» **Given request 1**:
Copy the records below, beginning at the line that contains "find the street pavement" and stopping after the final line of the records, and add 50 to every number in the coordinate answers.

» **Extract**:
****
I need to read a CSV file that has 6 columns, of type Integer, String, String, String, Integer, Integer, respectively. I would like to use Apache Flinks' ExecutionEnvironment.readCsvFile
method, but I keep getting typing and argument errors. I currently have:
val env = ExecutionEnvironment.getExecutionEnvironment
val lines = env.readCsvFile[Integer, String, String, String, Integer, Integer]("C:/Users/zoldham/IdeaProjects/flinkpoc/Data/gun-violence-data_01-2013_03-2018.csv")
And get
Error:(43, 32) wrong number of type parameters for method readCsvFile: [T](filePath: String, lineDelimiter: String, fieldDelimiter: String, quoteCharacter: Character, ignoreFirstLine: Boolean, ignoreComments: String, lenient: Boolean, includedFields: Array[Int], pojoFields: Array[String])(implicit evidence$1: scala.reflect.ClassTag[T], implicit evidence$2: org.apache.flink.api.common.typeinfo.TypeInformation[T])org.apache.flink.api.scala.DataSet[T]
Note that these are lines 42 and 43. What would the proper syntax look like? I have been unable to find any examples to use as a baseline for what it should look like. Thanks!
You need to specify a tuple or a case class as input type. Try the following:
val env = ExecutionEnvironment.getExecutionEnvironment
val lines = env.readCsvFile[(Integer, String, String, String, Integer, Integer)]("C:/Users/zoldham/IdeaProjects/flinkpoc/Data/gun-violence-data_01-2013_03-2018.csv")
****
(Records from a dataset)
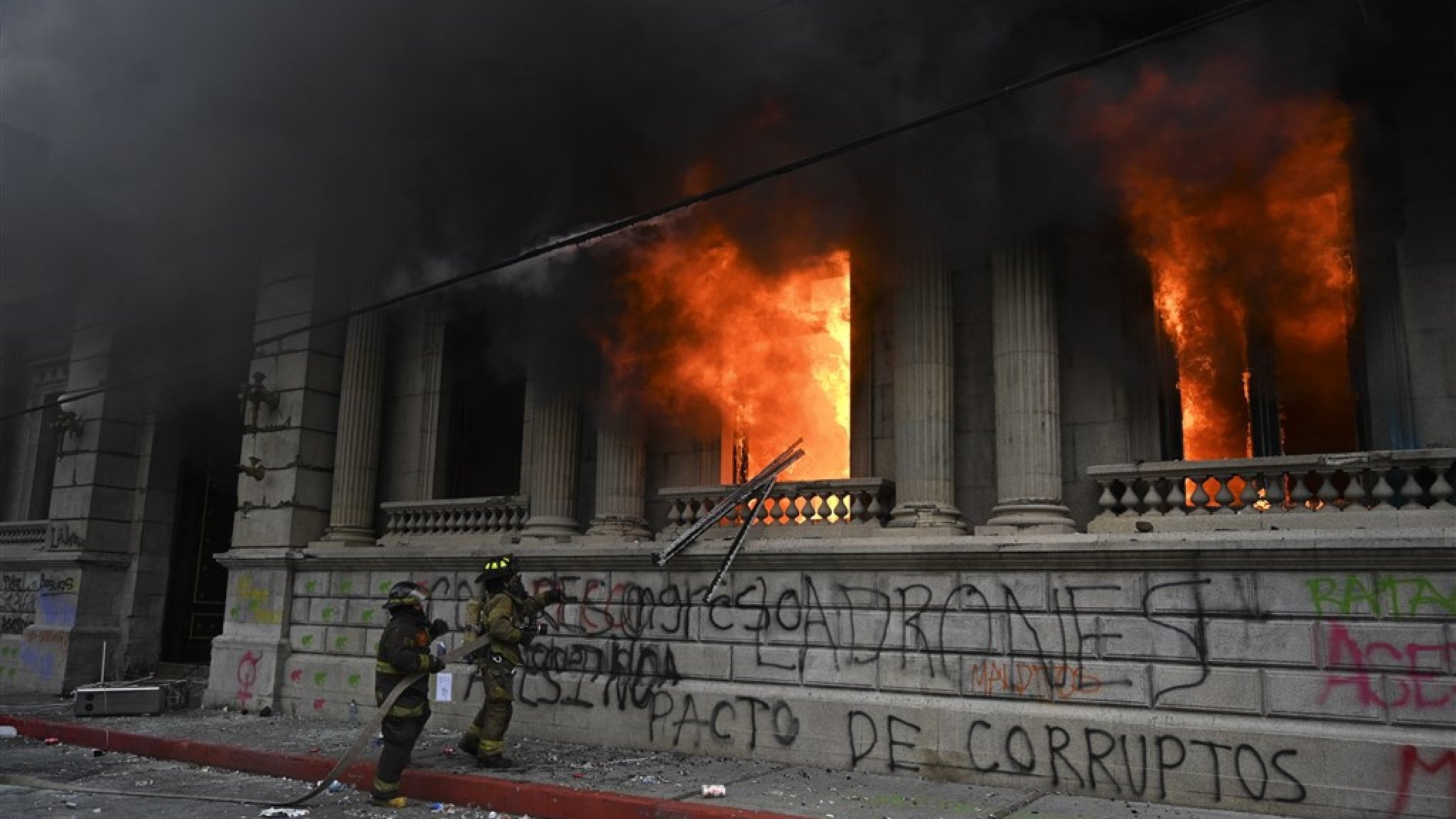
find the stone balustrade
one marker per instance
(1391, 487)
(796, 508)
(483, 518)
(23, 532)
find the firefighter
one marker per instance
(508, 616)
(404, 651)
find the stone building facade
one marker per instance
(1027, 588)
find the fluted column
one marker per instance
(925, 373)
(1028, 400)
(555, 434)
(621, 480)
(355, 446)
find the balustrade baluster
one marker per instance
(1300, 494)
(1327, 493)
(835, 505)
(1152, 499)
(1354, 491)
(877, 508)
(1175, 498)
(1411, 490)
(1224, 498)
(1382, 493)
(1107, 500)
(1248, 494)
(1442, 488)
(1275, 491)
(1129, 500)
(1200, 496)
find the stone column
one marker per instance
(283, 498)
(552, 483)
(925, 372)
(1028, 401)
(355, 446)
(621, 478)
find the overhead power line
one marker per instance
(616, 226)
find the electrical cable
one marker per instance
(616, 226)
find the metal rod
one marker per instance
(739, 538)
(732, 502)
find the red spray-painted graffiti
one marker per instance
(1410, 763)
(247, 675)
(1417, 688)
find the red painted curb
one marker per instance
(507, 796)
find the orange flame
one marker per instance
(766, 350)
(1246, 222)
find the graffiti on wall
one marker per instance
(629, 648)
(254, 604)
(22, 594)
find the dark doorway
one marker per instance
(197, 587)
(486, 413)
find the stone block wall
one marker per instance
(1293, 674)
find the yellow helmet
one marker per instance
(497, 567)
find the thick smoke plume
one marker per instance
(156, 144)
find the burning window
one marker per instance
(1239, 200)
(768, 350)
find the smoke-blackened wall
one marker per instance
(172, 130)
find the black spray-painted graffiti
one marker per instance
(1044, 656)
(1129, 766)
(19, 595)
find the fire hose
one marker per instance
(360, 742)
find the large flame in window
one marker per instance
(768, 350)
(1241, 205)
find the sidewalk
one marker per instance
(558, 780)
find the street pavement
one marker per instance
(279, 758)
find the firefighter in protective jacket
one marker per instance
****
» **Given request 2**:
Name every parameter of readCsvFile that the error message in the Flink CSV thread lists with the type String.

» **Solution 1**:
find the street pavement
one marker per instance
(329, 808)
find the firefighter in protective jacket
one marker per instance

» **Solution 2**:
filePath, lineDelimiter, fieldDelimiter, ignoreComments